Data excerpts:
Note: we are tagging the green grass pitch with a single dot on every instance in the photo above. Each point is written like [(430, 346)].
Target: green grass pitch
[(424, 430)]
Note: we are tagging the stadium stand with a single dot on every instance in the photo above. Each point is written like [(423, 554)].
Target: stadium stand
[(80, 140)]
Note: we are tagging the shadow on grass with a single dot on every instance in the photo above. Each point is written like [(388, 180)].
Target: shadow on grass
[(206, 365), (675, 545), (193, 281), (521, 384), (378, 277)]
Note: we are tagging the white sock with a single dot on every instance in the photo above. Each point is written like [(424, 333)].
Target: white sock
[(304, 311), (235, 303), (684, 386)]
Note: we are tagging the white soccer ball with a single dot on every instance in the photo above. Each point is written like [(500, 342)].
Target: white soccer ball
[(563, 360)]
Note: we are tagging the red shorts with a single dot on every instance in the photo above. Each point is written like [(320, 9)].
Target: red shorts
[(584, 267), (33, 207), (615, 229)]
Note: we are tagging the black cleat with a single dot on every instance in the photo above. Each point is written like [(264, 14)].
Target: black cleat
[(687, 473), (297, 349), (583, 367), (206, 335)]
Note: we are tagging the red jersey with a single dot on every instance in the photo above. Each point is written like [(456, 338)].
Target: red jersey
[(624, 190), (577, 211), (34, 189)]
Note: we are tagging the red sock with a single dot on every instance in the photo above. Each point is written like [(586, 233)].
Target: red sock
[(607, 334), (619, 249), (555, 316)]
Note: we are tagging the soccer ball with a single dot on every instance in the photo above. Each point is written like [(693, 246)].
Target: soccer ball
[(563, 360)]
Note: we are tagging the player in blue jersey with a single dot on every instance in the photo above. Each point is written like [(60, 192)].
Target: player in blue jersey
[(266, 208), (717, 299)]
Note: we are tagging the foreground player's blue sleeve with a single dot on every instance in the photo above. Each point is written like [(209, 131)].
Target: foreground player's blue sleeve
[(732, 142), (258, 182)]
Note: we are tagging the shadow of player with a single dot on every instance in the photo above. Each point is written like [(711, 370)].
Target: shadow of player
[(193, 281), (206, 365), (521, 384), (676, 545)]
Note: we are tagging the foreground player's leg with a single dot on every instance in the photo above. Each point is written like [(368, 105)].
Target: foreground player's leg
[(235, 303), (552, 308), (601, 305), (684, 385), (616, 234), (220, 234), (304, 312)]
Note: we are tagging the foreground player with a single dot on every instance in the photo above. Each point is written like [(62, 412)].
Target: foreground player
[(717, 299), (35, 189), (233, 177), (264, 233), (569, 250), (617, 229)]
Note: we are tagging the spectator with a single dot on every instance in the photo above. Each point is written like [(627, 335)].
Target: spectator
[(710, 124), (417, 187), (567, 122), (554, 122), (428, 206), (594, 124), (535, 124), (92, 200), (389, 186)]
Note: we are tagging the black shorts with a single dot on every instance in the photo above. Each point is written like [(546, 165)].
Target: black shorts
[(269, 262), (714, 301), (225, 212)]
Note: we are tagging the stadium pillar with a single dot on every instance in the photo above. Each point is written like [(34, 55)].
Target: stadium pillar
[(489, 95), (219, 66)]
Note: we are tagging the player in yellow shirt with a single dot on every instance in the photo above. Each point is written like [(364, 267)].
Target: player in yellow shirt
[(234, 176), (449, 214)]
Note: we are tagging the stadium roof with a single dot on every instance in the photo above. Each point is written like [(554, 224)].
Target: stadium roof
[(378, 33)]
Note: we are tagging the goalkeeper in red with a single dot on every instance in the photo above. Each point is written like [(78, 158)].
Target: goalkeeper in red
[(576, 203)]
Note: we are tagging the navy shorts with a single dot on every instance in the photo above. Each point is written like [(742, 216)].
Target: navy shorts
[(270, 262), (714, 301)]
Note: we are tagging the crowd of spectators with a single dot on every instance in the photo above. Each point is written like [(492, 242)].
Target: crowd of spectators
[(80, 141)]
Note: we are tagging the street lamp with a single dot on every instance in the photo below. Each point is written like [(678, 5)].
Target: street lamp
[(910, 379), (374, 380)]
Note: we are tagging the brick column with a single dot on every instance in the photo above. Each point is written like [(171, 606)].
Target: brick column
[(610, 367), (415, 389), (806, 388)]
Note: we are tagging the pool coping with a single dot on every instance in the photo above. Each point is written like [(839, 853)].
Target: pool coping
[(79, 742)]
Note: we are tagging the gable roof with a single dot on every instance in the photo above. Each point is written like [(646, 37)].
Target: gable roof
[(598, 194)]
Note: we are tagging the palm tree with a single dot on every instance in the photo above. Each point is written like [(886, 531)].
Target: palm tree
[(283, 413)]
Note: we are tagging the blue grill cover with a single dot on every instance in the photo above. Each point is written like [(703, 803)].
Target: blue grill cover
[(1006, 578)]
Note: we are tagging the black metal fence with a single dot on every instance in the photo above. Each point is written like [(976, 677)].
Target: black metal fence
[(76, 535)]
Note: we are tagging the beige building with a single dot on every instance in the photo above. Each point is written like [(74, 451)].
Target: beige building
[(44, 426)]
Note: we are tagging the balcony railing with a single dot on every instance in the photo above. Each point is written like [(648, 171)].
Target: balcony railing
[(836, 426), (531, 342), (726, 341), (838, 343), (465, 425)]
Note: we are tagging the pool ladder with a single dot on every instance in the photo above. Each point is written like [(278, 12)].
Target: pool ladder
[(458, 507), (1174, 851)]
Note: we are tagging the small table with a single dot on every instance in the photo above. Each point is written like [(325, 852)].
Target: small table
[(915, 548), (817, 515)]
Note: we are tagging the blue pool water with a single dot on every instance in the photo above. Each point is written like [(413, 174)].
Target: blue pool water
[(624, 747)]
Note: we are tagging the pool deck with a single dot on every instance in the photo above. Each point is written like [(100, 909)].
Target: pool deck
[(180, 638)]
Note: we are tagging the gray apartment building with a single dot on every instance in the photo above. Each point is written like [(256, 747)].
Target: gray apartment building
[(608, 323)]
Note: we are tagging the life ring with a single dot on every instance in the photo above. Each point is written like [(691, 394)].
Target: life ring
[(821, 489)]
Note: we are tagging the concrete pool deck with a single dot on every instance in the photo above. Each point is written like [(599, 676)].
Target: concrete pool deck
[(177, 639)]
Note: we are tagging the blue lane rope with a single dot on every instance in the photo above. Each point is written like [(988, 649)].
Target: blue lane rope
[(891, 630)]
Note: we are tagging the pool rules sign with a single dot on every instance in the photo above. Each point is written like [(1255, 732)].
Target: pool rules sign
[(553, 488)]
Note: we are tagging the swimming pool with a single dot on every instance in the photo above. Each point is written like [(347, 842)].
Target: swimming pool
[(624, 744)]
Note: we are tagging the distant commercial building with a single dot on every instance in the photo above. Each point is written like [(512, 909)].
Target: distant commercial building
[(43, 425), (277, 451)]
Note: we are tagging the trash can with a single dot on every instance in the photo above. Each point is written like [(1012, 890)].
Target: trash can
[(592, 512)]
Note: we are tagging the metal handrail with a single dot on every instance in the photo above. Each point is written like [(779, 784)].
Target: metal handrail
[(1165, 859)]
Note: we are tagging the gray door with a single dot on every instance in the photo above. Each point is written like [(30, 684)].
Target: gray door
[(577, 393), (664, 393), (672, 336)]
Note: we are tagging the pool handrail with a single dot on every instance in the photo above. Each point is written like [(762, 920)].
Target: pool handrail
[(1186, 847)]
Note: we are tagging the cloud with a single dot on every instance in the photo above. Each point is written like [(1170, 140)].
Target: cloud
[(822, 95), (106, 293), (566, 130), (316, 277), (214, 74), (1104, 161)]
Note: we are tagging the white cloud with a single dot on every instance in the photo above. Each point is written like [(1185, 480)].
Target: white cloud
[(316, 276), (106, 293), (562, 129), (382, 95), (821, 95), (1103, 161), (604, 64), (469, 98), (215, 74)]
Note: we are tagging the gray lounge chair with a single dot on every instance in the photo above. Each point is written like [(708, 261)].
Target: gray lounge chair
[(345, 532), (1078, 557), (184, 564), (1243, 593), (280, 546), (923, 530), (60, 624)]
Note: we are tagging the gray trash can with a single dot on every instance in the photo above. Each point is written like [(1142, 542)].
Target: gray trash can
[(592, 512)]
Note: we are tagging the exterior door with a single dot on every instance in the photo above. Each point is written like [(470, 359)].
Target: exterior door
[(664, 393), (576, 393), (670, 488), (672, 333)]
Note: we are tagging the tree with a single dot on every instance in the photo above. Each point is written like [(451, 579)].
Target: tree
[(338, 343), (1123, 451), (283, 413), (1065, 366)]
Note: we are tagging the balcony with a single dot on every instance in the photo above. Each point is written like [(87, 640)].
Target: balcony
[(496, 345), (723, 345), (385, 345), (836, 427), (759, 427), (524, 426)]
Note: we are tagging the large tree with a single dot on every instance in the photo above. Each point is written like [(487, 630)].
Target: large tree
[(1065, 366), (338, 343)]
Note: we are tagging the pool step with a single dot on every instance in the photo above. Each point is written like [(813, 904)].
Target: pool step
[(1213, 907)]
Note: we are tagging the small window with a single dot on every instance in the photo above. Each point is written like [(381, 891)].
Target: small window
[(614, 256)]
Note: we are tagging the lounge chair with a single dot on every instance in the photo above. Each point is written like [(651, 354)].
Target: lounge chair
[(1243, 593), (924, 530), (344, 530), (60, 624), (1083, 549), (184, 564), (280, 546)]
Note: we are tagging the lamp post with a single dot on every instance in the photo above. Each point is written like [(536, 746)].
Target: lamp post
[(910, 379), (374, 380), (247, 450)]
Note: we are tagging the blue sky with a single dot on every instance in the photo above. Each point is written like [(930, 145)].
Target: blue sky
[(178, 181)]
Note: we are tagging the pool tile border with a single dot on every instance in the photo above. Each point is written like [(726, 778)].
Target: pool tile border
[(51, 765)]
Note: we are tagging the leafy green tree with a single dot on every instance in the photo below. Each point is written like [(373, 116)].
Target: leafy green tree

Your goal: The answer must consist of every line above that holds the string "below", copied exactly.

Answer section:
Note: we are tagging the street lamp with a single dot on every instance in the photo below. Each point is written like [(678, 5)].
Note: we are tagging the leafy green tree with a single dot on every instance in the photo below. Each point is written like [(373, 116)].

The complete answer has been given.